Extracted information:

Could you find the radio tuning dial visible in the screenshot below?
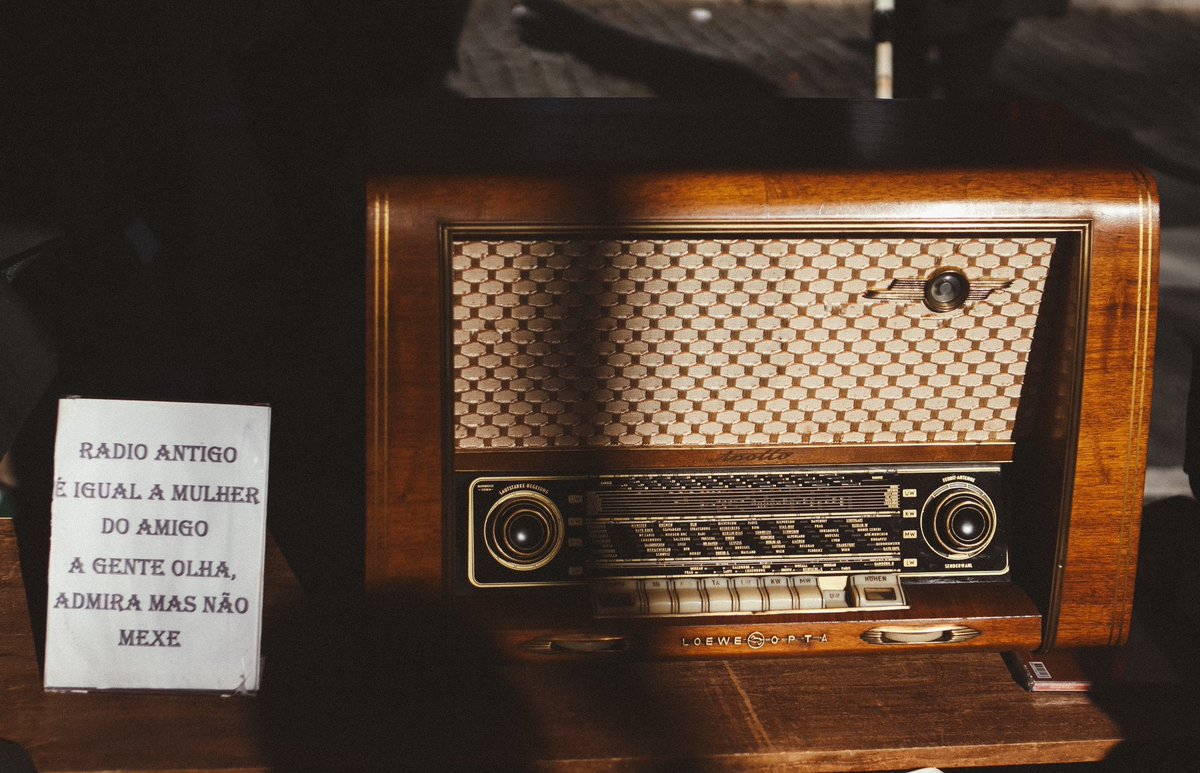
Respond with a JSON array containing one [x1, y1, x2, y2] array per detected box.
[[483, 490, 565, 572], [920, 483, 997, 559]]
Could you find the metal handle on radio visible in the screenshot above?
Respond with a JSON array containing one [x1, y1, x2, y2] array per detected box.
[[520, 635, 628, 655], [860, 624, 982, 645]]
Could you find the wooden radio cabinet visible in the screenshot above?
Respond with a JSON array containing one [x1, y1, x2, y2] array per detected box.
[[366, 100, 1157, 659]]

...

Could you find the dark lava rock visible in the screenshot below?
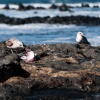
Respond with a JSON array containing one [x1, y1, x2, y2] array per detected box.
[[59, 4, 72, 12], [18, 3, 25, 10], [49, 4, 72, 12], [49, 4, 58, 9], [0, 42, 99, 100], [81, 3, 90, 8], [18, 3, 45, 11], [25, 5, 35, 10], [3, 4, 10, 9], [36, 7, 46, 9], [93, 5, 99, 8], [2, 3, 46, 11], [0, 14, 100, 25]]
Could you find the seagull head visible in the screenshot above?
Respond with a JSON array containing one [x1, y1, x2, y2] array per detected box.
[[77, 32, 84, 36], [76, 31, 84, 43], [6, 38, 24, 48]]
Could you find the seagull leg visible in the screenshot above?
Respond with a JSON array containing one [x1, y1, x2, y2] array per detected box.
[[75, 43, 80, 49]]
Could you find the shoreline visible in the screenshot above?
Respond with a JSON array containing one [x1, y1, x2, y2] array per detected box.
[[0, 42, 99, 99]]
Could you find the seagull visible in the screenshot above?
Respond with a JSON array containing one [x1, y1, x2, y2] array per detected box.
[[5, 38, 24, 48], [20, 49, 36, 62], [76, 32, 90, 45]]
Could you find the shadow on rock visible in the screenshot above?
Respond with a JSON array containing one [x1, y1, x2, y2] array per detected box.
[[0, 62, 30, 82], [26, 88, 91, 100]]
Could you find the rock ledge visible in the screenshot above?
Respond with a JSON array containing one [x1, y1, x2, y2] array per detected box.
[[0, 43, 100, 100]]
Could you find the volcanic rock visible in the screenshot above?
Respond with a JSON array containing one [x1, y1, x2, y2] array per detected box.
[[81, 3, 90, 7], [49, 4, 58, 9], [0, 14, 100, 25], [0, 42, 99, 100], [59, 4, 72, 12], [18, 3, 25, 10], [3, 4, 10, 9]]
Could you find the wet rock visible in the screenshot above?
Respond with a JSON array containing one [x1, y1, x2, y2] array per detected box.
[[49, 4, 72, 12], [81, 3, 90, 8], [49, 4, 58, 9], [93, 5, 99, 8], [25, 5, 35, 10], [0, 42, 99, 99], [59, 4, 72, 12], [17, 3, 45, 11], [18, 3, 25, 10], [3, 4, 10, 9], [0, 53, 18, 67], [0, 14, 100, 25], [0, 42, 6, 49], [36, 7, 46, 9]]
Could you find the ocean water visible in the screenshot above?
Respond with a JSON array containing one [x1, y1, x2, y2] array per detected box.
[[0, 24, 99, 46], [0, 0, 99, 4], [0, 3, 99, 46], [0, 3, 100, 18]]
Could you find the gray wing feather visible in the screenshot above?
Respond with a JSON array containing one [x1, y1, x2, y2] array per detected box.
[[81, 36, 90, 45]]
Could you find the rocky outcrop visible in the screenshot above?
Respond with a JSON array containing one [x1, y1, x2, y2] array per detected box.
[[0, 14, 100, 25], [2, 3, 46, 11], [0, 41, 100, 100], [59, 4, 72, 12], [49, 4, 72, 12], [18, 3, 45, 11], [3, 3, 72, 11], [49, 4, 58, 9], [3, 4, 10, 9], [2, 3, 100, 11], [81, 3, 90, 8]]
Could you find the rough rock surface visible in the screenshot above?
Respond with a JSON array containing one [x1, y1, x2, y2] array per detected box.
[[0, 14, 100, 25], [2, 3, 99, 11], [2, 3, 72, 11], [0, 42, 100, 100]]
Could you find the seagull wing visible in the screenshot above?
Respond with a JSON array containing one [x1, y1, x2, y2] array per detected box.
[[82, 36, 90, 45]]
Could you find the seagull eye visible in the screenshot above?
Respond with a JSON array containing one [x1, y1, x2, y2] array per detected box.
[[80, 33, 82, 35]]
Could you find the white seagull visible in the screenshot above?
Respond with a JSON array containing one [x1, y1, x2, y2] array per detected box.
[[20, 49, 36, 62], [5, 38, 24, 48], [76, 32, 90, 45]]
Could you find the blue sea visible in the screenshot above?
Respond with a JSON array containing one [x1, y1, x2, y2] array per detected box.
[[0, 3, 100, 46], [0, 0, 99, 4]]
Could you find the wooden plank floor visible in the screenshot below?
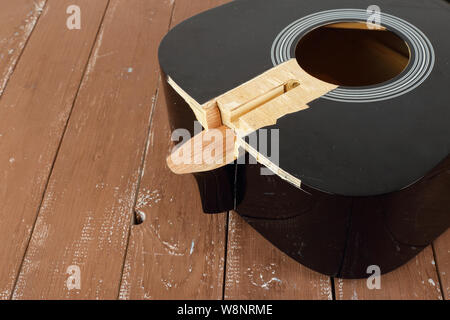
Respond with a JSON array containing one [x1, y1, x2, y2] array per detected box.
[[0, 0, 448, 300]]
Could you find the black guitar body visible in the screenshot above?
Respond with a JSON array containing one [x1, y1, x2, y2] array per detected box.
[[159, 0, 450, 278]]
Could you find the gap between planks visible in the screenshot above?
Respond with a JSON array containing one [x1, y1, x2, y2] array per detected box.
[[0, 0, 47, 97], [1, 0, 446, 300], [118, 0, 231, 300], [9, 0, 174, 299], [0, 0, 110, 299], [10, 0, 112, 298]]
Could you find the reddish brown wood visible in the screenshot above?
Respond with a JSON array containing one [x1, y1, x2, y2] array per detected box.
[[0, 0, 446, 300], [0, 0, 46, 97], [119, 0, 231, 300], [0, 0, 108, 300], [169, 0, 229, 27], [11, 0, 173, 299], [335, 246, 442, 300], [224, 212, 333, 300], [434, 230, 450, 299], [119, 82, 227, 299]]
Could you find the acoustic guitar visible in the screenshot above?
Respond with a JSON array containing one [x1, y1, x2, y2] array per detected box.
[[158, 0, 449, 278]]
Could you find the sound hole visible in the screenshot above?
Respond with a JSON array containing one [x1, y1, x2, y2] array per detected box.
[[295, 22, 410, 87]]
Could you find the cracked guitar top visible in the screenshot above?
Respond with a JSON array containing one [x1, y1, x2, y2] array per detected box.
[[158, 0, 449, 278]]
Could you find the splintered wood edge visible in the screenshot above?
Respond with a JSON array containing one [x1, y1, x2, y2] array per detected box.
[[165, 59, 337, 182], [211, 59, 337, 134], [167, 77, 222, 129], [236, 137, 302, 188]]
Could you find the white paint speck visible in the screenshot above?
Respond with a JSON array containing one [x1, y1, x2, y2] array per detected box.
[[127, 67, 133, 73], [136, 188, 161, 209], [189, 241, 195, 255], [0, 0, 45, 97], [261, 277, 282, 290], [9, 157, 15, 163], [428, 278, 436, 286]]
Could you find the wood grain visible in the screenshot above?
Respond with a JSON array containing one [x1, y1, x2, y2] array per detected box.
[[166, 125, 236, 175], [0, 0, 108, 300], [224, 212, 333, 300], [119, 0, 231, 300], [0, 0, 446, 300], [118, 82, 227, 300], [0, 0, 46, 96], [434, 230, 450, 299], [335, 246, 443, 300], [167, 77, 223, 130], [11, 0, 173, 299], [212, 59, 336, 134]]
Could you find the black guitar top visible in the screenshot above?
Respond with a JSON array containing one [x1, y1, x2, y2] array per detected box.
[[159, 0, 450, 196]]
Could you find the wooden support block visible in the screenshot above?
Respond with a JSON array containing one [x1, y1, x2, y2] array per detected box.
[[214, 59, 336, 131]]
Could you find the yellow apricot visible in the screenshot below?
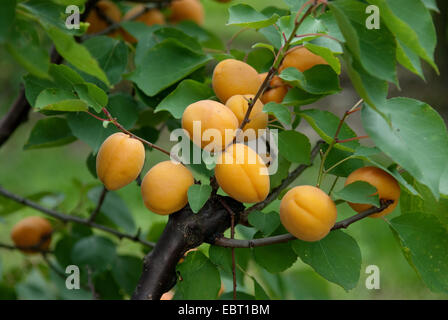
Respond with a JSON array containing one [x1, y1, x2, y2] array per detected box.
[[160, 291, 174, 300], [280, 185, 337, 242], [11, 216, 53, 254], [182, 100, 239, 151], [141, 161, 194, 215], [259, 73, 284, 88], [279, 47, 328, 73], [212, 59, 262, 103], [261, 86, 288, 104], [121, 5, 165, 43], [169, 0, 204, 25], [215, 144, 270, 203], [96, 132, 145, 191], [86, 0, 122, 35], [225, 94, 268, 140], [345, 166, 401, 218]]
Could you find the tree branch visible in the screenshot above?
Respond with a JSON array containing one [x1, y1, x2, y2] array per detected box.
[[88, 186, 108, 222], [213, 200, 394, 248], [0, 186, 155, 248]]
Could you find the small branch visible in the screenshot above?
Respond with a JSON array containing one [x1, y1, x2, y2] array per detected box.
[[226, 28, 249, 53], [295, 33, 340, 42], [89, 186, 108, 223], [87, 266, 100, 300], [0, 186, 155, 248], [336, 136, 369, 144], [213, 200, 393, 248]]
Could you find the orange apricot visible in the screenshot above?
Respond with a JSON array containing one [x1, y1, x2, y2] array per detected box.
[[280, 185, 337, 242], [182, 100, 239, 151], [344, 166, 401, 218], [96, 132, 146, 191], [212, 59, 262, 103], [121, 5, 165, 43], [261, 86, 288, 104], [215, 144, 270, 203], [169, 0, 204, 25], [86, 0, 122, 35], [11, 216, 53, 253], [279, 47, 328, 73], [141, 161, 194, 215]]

Problem to solve:
All that belongs in your answer is the stretch of entries above from the line with "Could you find the white paint" through the line with "Could you find the yellow", printed exactly.

Exercise response:
Could you find the white paint speck visible in the screenshot above?
Respond with a JSON array containing one [x1, y1, x2, y2] array per detected box.
[[127, 67, 133, 73], [136, 188, 161, 209], [189, 241, 195, 255], [0, 0, 45, 97], [261, 277, 282, 290], [9, 157, 15, 163], [428, 278, 436, 286]]
Could you find the wood grain visible in the screenshot above?
Respond with a JSON array containing one [x1, y1, x2, y2] array per detected box.
[[166, 125, 236, 175], [0, 0, 108, 300], [224, 212, 333, 300], [119, 0, 231, 300], [0, 0, 446, 300], [118, 82, 227, 300], [0, 0, 46, 96], [434, 230, 450, 299], [335, 246, 443, 300], [167, 77, 223, 130], [11, 0, 173, 299], [212, 59, 336, 134]]
Could you find the black guitar top visible in the screenshot above?
Respond with a JSON array containing one [x1, y1, x2, y2] array per detected box.
[[159, 0, 450, 196]]
Could you find the wooden support block visible in the screenshot above?
Respond with a JSON array containing one [x1, y1, x2, y2] array per detected box.
[[214, 59, 336, 131]]
Could you find the yellow apricot visible in the screenshot below?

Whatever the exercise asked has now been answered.